# [CONSIGNE 1]
Selon l'extrait sur les villages de Hoài-bão, qui révéla la cause des malheurs du village de Thị-thôn ?
# [CONSIGNE 2]
Repérez parmi les lignes ci-dessous toutes celles qui contiennent le mot « photo » et recopiez-les. La casse compte.

# [EXTRAIT DU DOCUMENT]
______________________________
Le village de Hoài-bão trung 懷抱中, huyện de Tiên-du, province de Bắc-ninh, a pour génie tutélaire un génie-homme. Un village voisin, celui de Hoài-bão thị-thôn 懷抱市村, adore une génie-femme.

La tradition veut qu’autrefois, la déesse de ce dernier village se soit éprise du génie de l’autre. Elle quitta son đình pour aller vivre avec lui. Pendant son absence le village subit toutes sortes de malheurs : morts d’hommes et d’animaux, incendies, etc. Un devin fut consulté qui révéla la cause de ces malheurs. Alors le village de Thị-thôn s’en fut à Trung-thôn supplier, par de grands sacrifices, le génie de lui rendre sa déesse. Le génie écouta la prière et la paix revint aussitôt.
______________________________
# [DONNÉES EXTRAITES]
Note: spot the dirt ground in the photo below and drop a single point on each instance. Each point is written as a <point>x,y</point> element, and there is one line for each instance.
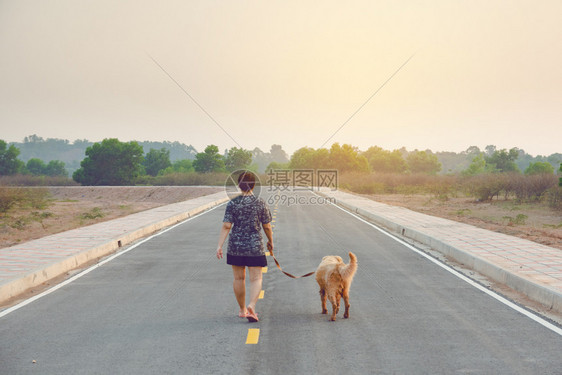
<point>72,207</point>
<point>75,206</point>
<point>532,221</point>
______________________________
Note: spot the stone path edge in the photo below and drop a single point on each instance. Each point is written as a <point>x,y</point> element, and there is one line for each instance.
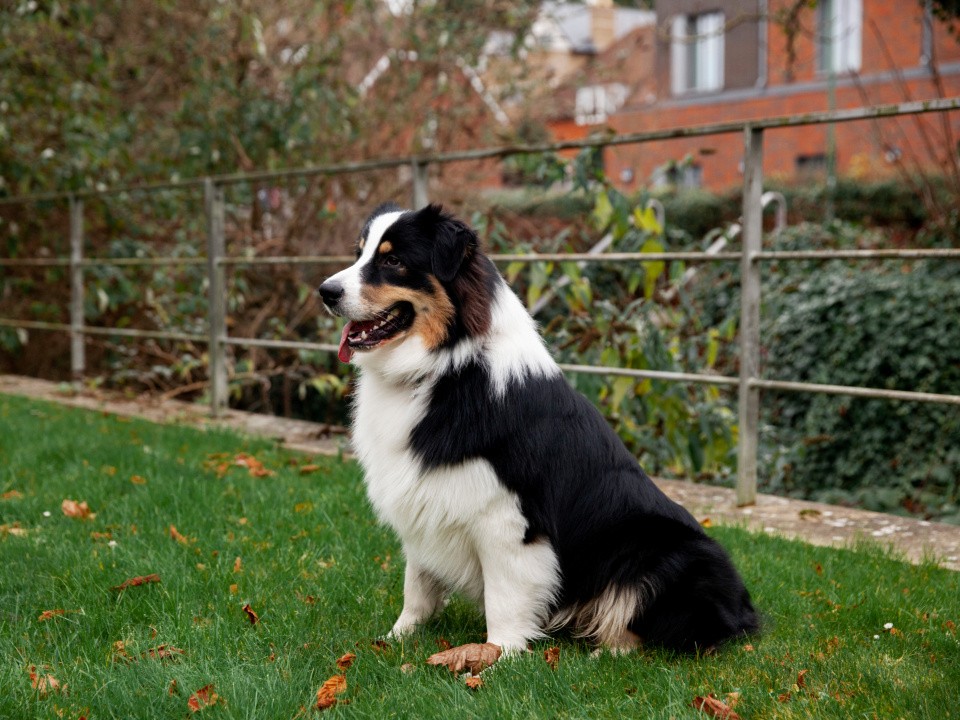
______________________________
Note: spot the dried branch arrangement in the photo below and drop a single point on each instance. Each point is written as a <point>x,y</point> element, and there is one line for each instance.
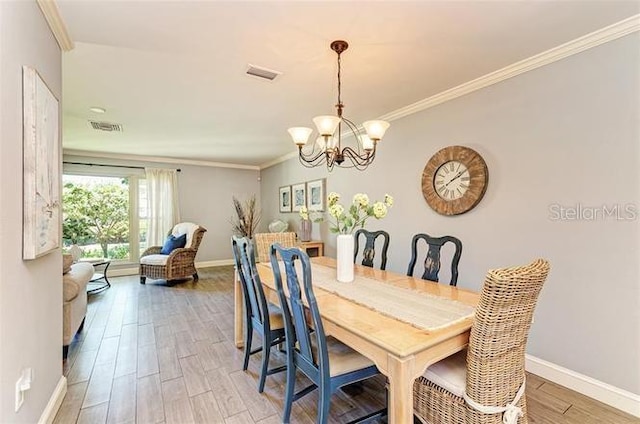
______________________________
# [RÉPONSE 1]
Un devin.

# [RÉPONSE 2]
Note: spot the dirt ground in the photo below and drop a single point on each instance. Each point is written as a <point>x,y</point> element, and there is one line for each instance.
Note: spot the stone path edge in the photo below and drop a single point on each instance. Each point is written as a <point>x,y</point> element, and there is one line for each instance.
Note: spot the dried branch arrangement in the photo below and drop a single point on each instance. Each point is written as a <point>x,y</point> element, and there is one line for each instance.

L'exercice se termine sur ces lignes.